» **Written request**:
Present every line of the entries below as a numbered list, leaving out any blank lines.

Entries for labeling regions:
....
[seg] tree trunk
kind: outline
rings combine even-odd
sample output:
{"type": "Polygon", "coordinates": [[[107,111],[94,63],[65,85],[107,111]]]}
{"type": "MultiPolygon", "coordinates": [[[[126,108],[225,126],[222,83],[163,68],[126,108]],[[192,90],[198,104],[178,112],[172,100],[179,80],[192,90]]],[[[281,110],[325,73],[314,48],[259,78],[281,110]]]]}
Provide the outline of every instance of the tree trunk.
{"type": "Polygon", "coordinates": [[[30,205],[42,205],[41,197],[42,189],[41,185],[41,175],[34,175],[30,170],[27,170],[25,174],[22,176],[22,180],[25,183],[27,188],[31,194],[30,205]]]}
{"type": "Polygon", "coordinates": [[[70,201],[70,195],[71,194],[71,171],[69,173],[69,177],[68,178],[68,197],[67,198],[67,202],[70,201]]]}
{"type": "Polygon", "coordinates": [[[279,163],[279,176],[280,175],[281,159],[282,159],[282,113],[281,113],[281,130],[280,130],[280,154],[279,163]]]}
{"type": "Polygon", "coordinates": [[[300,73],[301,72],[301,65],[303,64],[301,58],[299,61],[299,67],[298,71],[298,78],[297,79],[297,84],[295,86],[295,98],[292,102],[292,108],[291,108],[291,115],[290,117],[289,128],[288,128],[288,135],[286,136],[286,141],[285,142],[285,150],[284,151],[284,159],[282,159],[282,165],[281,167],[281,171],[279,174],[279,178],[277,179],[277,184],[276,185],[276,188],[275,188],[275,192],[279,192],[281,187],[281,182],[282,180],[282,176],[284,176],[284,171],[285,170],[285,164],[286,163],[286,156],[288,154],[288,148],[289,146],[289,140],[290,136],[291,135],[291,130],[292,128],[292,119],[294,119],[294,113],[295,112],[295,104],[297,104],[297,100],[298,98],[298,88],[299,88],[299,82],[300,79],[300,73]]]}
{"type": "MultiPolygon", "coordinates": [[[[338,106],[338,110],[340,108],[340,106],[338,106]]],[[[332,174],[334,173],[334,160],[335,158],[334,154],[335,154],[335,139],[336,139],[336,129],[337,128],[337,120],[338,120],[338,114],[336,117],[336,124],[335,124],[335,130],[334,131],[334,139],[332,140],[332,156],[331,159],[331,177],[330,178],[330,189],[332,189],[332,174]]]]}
....
» **Final result**:
1. [seg] tree trunk
2. kind: outline
3. rings combine even-odd
4. sample output:
5. {"type": "Polygon", "coordinates": [[[107,111],[94,63],[65,85],[107,111]]]}
6. {"type": "MultiPolygon", "coordinates": [[[[126,108],[225,126],[222,83],[163,68],[126,108]],[[192,90],[198,104],[178,112],[172,100],[179,80],[192,90]]],[[[281,110],[325,73],[314,48],[259,78],[281,110]]]]}
7. Provide the outline of every instance of the tree trunk.
8. {"type": "Polygon", "coordinates": [[[30,205],[42,205],[41,197],[42,189],[41,185],[41,175],[34,175],[30,170],[27,170],[25,174],[22,176],[22,180],[25,183],[27,188],[31,194],[30,205]]]}
9. {"type": "Polygon", "coordinates": [[[70,201],[70,195],[71,194],[71,171],[69,173],[69,177],[68,178],[68,197],[67,198],[67,202],[70,201]]]}
10. {"type": "Polygon", "coordinates": [[[279,163],[279,176],[280,175],[281,159],[282,159],[282,113],[281,113],[281,130],[280,130],[280,154],[279,163]]]}
11. {"type": "Polygon", "coordinates": [[[300,73],[301,72],[301,65],[303,64],[301,58],[299,61],[299,67],[298,71],[298,78],[297,79],[297,84],[295,86],[295,98],[292,102],[292,108],[291,108],[291,115],[290,117],[289,128],[288,128],[288,135],[286,136],[286,141],[285,142],[285,150],[284,151],[284,159],[282,159],[282,165],[281,167],[281,171],[279,174],[279,178],[277,179],[277,184],[276,185],[276,188],[275,188],[275,192],[279,192],[281,187],[281,182],[282,180],[282,176],[284,176],[284,171],[285,170],[285,164],[286,163],[286,156],[288,154],[288,148],[289,146],[289,140],[290,136],[291,135],[291,130],[292,128],[292,119],[294,119],[294,113],[295,112],[295,104],[297,104],[297,100],[298,98],[298,88],[299,88],[299,82],[300,79],[300,73]]]}
12. {"type": "MultiPolygon", "coordinates": [[[[338,106],[338,110],[340,108],[340,106],[338,106]]],[[[332,174],[334,173],[334,160],[335,158],[334,154],[335,154],[335,139],[336,139],[336,129],[337,128],[337,120],[338,120],[338,114],[336,117],[336,124],[335,124],[335,130],[334,131],[334,139],[332,140],[332,156],[331,159],[331,177],[330,178],[330,189],[332,189],[332,174]]]]}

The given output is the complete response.